◆ TEXT PROVIDED ◆
See Gale Holland’s excellent story in the Times on Mitchell v. LA as well as our other stories on the subject for the background to this post. See here to download most of the papers filed in the case.
Last week it came out that ongoing settlement talks in Mitchell v. City of Los Angeles had broken down, leading to the plaintiffs filing an opposition to the City’s motion for clarification of Judge Otero’s April 2016 preliminary injunction against the City. Yesterday the City filed a reply to Sobel’s opposition (PDF, transcription after the break).
The City’s argument is based on the highly dubious assertion that “Throughout all of its efforts, the City strives to balance the need of all of the City’s residents to have clean, sanitary, and accessible public areas, including sidewalks, with the needs of “the City’s large and vulnerable homeless population” and they just need clarification “…to ensure that its employees who are responsible for protecting the health, safety, and welfare of every person living or working in the Skid Row area clearly understand, and are in a position to successfully implement, the terms of the Court’s Order.”
Of course, it’s much, much more likely that the City’s goal is to harass homeless people so mercilessly that they all leave, freeing up the valuable real estate of Skid Row for the Downtown developers who hungering so fiercely for it. And I apologize that I can’t go into more detail, but, as I said, there’s a transcription after the break.
Selections from the City’s reply:
The City filed its Motion for Clarification (Motion) shortly after the Court issued its April 13, 2016 Order Granting Preliminary Injunction (Order). The Motion requested that the Court clarify the Order to address the interpretation of undefined terms, inconsistencies between certain Enjoined Actions, and limits that the plain language of the Order appear to place on otherwise lawful and constitutional activities. The City’s goal then and now is to ensure that its employees who are responsible for protecting the health, safety, and welfare of every person living or working in the Skid Row area clearly understand, and are in a position to successfully implement, the terms of the Court’s Order.

Dataset entries
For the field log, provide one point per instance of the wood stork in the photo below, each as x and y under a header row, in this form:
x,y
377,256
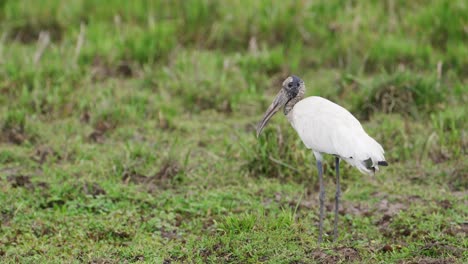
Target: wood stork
x,y
325,127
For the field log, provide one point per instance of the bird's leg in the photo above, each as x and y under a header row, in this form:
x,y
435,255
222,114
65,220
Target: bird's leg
x,y
337,198
321,199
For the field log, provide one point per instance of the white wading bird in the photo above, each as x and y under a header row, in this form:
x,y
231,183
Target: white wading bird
x,y
326,127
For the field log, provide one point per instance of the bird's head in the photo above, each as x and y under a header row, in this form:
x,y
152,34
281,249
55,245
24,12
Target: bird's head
x,y
293,87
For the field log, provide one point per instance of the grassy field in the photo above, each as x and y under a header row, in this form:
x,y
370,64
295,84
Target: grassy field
x,y
127,131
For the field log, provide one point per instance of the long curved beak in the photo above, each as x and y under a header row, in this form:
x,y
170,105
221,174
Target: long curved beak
x,y
280,100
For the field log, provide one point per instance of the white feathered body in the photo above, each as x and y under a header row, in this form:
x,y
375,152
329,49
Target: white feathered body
x,y
326,127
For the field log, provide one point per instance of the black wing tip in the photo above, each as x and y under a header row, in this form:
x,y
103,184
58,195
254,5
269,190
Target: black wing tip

◆ TASKS TO CARRY OUT ◆
1) Write out the part of the Mitchell v. City of Los Angeles post that opens with the words containing "Of course, it’s" and closes with "after the break.".
2) Decide whether each statement agrees with the Mitchell v. City of Los Angeles post, answering yes or no and quoting the words of the post that settle it: (a) The preliminary injunction order was issued on April 13, 2016. (b) The settlement talks in the case had broken down. (c) The motion for clarification was filed by the plaintiffs.
These entries were taken from a separate source.

◆ ANSWERS TO THIS EXERCISE ◆
1)
Of course, it’s much, much more likely that the City’s goal is to harass homeless people so mercilessly that they all leave, freeing up the valuable real estate of Skid Row for the Downtown developers who hungering so fiercely for it. And I apologize that I can’t go into more detail, but, as I said, there’s a transcription after the break.

2)
(a) Yes: "the Court issued its April 13, 2016 Order Granting Preliminary Injunction"
(b) Yes: "ongoing settlement talks in Mitchell v. City of Los Angeles had broken down"
(c) No: "the plaintiffs filing an opposition to the City’s motion for clarification"